• [Given passage]:

Published: Dec 13, 2018Time to read: 5mins Category: Learning
5 Ways to Use Your LMS for Compliance Management
These days most organizations face compliance requirements of some description. Whether you’re in finance or pharma, manufacturing or aviation, non-compliance with industry and government regulations can result in considerable penalties.
This doesn’t just mean fines.
Reputational damage, site shutdowns and loss of revenue are just a few of the repercussions of poor compliance management.
Fortunately, there are a number of ways you can use an LMS to improve your organization’s compliance management. Here’s our rundown of the most useful features any robust LMS should have to reduce the risks of non-compliance.
Recommended related reading: 'The 13 Must-Have Features of a Learning Management'
Compliance Management #1: Security Matters First
As a data center, your LMS is a compliance risk area.
Regulations around data protection may include specific requirements on how data centers host and share information. In addition to this, your learning content may well contain proprietary or confidential information you do not want to risk leaking into the public sphere.
Your LMS should be as safe and secure as possible.
For example, if your LMS is cloud-based then a single-tenant SaaS implementation is likely to be the safest option. You may also consider an on-premise implementation if a cloud-based LMS does not meet your organization’ specific security needs.
ISO 27001 is a rigorous security standard which very few LMSs have achieved. This standard requires a comprehensive framework of security controls, as well as regular external audits.
More from the blog: 'Single-Tenant LMS vs Multi-Tenant LMS: A Question of Security'
Compliance Management #2: Reminders and Alerts
Many compliance training programs are mandatory, but getting learners to complete your learning can sometimes be a challenge.
Sending emails and reminders to learners is a tedious task for many managers.
Luckily many LMSs can now automate this process for you, sending out a series of reminders to learners to complete training which, if ignored, eventually result in a manager being alerted.
A robust, feature-rich LMS like PeopleFluent LMS can go one step further by flagging course completion reminders when learners log into the LMS, and can even block access to other learning programs until the outstanding learning is completed.
Compliance training is often conducted on an annual basis. Instead of re-enrolling learners each year, utilize certification features in your LMS instead. These certificates expire and then automatically re-enroll your learner for the next year’s course.

• [Required action 1]: In the article on using an LMS for compliance management, what is likely the safest option if an LMS is cloud-based?
• [Required action 2]: List every industry the compliance management article names as facing compliance requirements.

(Records from a data collection)
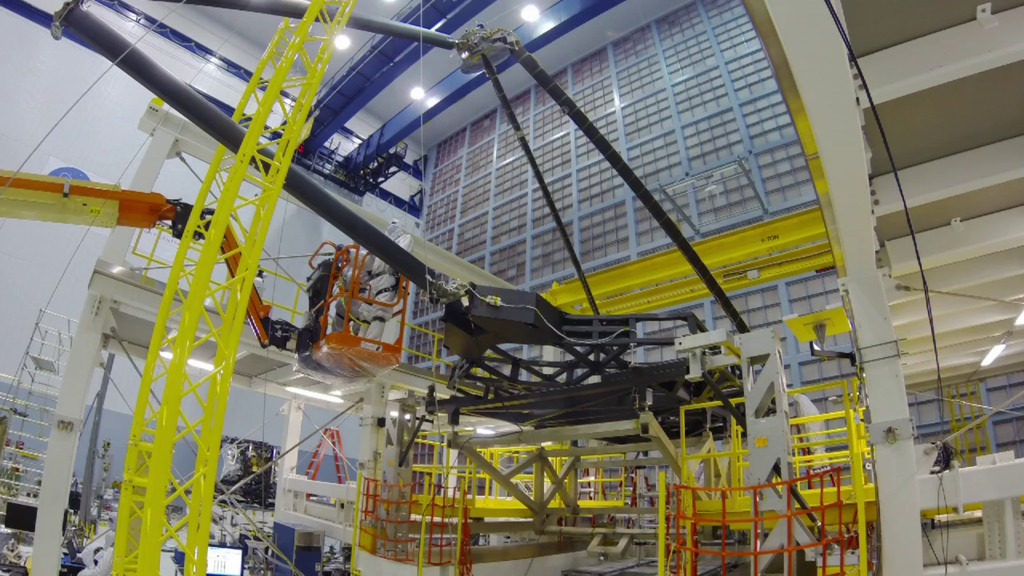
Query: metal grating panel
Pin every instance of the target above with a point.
(604, 234)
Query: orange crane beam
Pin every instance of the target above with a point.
(32, 197)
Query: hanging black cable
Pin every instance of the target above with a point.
(580, 118)
(548, 199)
(899, 187)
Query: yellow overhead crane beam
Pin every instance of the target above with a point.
(762, 253)
(190, 405)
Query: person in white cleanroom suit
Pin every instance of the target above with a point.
(382, 283)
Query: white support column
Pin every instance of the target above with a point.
(65, 433)
(289, 463)
(816, 66)
(157, 152)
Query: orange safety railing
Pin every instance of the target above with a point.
(397, 525)
(685, 525)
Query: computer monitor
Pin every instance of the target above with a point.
(19, 517)
(224, 561)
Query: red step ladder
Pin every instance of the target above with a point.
(330, 442)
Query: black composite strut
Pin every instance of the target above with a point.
(548, 199)
(198, 110)
(541, 76)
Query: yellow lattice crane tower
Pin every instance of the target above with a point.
(204, 304)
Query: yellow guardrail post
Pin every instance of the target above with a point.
(663, 505)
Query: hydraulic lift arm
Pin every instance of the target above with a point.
(31, 197)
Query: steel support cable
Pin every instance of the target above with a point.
(296, 9)
(208, 118)
(580, 118)
(536, 168)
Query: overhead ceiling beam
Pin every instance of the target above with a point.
(1011, 288)
(944, 56)
(556, 22)
(371, 77)
(950, 176)
(977, 237)
(963, 276)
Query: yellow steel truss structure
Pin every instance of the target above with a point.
(769, 251)
(966, 406)
(203, 306)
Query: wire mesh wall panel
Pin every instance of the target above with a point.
(472, 236)
(441, 213)
(597, 183)
(785, 174)
(590, 69)
(482, 128)
(509, 262)
(475, 197)
(604, 234)
(562, 191)
(508, 221)
(690, 92)
(451, 148)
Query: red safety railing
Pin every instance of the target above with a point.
(395, 518)
(685, 523)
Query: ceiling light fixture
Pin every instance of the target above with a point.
(316, 395)
(342, 42)
(993, 354)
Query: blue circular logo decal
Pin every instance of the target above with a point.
(70, 172)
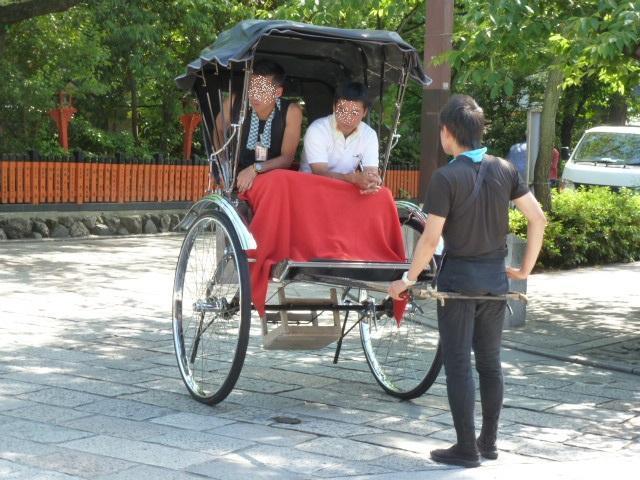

• [Exercise answer 1]: A single-tenant SaaS implementation.

• [Exercise answer 2]: Finance, pharma, manufacturing, aviation